> What the task asks
Examine the material below. Gather every line in which the string "quail" appears.

****************************************

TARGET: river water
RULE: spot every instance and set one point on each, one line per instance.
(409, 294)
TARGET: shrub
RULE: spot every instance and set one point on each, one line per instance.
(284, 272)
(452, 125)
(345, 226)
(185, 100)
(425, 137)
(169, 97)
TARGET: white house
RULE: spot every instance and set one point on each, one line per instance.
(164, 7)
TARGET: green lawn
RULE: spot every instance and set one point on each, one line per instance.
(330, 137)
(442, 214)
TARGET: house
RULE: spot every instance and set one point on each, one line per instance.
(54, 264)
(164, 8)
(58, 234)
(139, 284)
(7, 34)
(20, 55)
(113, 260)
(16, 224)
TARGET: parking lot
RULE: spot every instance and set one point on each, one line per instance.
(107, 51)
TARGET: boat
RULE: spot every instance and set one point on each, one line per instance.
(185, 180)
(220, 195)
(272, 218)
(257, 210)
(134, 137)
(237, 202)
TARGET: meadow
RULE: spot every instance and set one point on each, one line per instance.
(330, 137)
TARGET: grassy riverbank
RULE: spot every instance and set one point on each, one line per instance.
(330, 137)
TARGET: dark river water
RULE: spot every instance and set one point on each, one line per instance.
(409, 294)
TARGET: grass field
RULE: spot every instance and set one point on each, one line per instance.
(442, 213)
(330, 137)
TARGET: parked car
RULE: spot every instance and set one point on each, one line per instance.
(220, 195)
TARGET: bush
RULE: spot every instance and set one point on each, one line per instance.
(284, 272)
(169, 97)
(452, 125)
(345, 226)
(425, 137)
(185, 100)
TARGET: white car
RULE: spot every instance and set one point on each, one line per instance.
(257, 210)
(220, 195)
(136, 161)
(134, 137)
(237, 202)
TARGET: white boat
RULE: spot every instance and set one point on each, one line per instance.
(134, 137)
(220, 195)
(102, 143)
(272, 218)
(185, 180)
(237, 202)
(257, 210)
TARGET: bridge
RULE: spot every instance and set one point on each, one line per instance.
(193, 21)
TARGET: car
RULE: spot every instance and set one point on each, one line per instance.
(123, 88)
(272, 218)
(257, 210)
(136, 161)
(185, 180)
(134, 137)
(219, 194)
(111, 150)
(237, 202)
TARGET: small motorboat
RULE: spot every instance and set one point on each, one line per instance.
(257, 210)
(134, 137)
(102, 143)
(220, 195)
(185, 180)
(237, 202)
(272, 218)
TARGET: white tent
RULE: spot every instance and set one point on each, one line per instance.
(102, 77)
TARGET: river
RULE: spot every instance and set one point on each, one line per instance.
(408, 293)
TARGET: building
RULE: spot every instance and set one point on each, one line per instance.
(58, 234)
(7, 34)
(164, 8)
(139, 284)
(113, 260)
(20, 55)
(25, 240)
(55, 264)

****************************************

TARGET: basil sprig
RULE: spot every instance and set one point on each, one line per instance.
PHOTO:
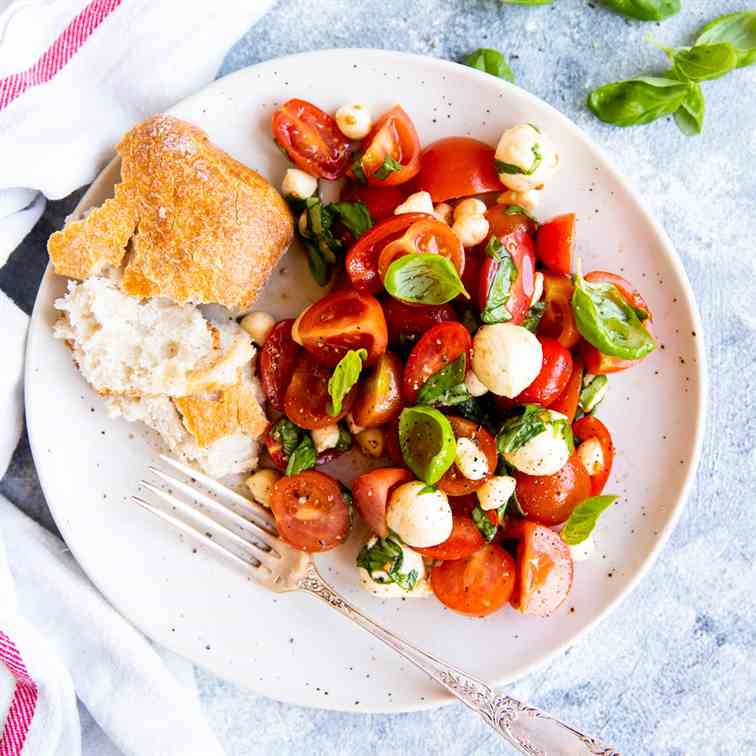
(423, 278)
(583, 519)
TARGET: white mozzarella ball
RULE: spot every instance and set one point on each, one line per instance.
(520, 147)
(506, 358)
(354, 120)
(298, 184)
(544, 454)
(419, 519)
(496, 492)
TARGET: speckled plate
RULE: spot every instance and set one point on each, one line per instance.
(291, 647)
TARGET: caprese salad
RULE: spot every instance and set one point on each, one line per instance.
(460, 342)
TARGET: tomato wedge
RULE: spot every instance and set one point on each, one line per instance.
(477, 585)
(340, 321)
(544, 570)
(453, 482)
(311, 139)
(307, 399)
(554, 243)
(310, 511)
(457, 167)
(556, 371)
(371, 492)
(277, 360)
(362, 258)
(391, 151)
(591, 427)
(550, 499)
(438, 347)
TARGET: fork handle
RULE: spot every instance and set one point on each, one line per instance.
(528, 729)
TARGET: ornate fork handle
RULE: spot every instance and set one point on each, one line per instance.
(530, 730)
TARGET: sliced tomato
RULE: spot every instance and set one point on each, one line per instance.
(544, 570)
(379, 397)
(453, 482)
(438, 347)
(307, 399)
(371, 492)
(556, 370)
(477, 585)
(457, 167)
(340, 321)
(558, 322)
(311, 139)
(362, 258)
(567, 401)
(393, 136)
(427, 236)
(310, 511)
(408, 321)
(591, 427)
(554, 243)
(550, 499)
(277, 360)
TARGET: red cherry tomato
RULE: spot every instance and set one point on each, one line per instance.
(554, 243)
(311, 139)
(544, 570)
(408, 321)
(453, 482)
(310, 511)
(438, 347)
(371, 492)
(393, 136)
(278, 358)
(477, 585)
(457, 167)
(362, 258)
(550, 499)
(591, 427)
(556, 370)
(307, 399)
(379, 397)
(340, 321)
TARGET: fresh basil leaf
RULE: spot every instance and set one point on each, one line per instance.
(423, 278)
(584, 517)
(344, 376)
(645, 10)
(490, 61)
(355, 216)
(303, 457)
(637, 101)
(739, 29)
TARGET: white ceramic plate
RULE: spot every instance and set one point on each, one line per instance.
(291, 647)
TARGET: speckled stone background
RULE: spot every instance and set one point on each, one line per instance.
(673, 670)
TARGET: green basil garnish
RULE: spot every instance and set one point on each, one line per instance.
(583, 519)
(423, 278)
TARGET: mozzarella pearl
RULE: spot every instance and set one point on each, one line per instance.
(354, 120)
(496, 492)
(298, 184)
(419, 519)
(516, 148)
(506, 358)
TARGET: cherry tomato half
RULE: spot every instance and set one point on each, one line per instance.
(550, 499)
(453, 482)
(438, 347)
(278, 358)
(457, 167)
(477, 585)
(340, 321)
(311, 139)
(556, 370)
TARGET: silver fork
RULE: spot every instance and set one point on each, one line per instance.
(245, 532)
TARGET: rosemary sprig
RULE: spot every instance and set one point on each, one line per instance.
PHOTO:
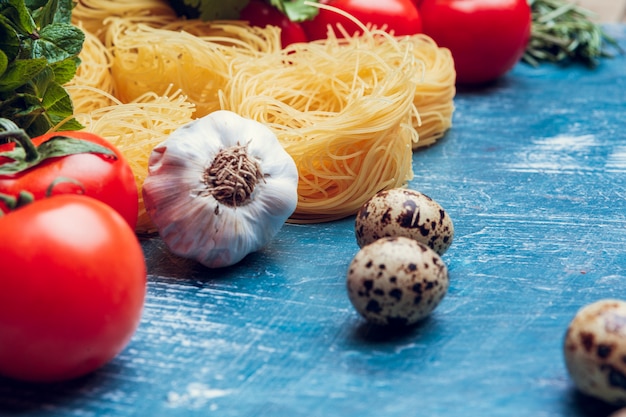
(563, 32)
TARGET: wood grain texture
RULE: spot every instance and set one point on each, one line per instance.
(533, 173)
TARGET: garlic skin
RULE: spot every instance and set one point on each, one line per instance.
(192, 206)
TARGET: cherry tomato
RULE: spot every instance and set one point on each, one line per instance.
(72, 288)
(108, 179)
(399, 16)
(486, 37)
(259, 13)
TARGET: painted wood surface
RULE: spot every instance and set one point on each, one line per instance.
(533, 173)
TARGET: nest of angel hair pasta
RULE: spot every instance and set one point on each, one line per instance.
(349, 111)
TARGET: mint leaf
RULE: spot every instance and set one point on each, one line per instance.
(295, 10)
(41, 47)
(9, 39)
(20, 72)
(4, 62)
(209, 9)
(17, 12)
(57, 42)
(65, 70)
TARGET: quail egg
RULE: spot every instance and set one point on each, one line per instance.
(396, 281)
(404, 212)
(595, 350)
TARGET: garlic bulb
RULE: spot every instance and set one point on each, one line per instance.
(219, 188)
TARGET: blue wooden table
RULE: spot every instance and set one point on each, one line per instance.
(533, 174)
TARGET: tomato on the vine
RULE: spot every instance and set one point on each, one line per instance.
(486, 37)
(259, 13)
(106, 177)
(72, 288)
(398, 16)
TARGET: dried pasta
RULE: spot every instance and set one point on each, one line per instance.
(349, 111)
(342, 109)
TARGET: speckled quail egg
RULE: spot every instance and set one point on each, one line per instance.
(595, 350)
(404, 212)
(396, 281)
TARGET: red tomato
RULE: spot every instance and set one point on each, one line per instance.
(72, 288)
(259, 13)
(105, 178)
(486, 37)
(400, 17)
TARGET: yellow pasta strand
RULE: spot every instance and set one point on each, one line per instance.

****************************************

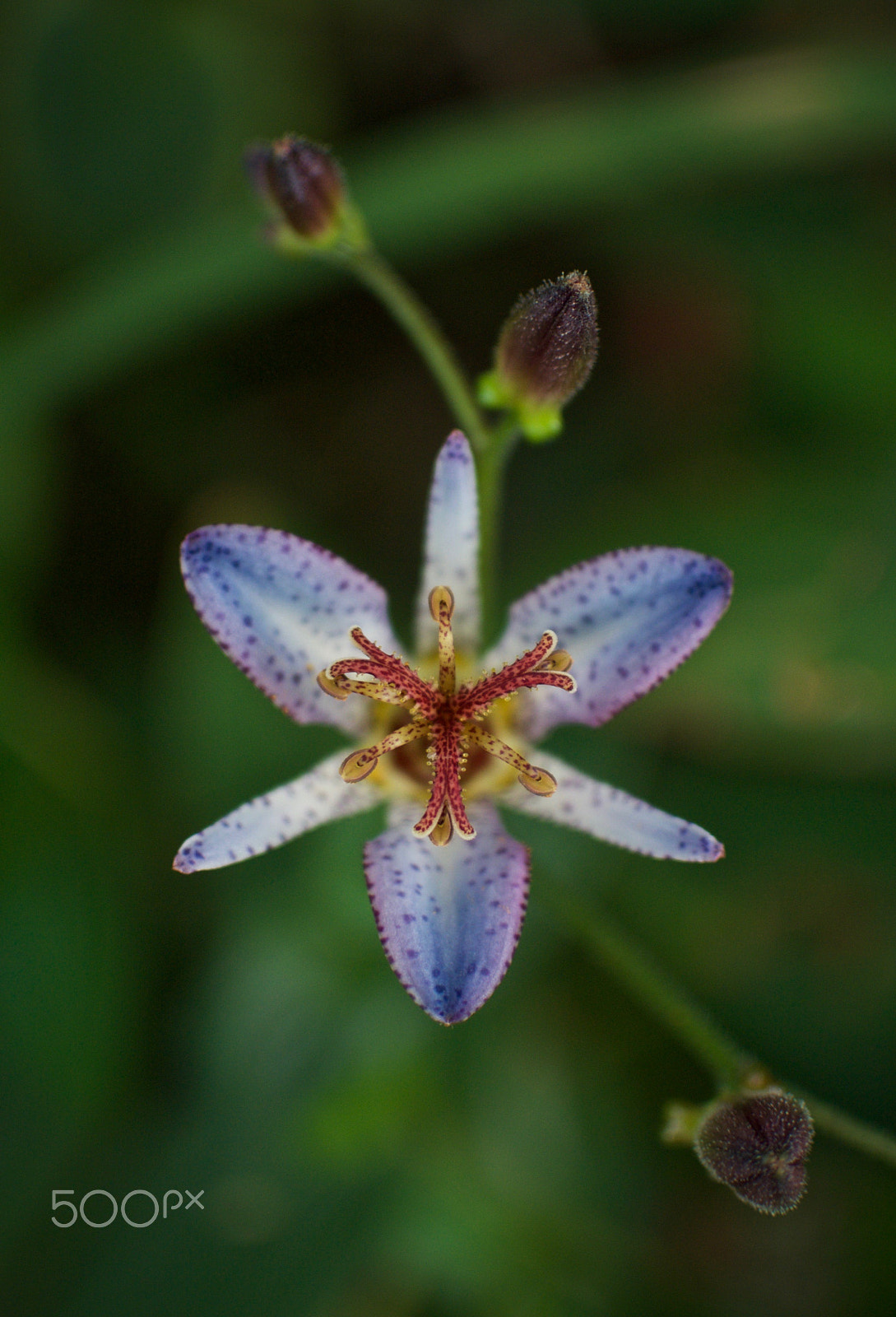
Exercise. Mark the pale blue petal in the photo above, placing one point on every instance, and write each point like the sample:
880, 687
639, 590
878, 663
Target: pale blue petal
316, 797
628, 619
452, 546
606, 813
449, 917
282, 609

****************************************

> Finished task
TARGET: quail egg
TARGET: speckled quail egg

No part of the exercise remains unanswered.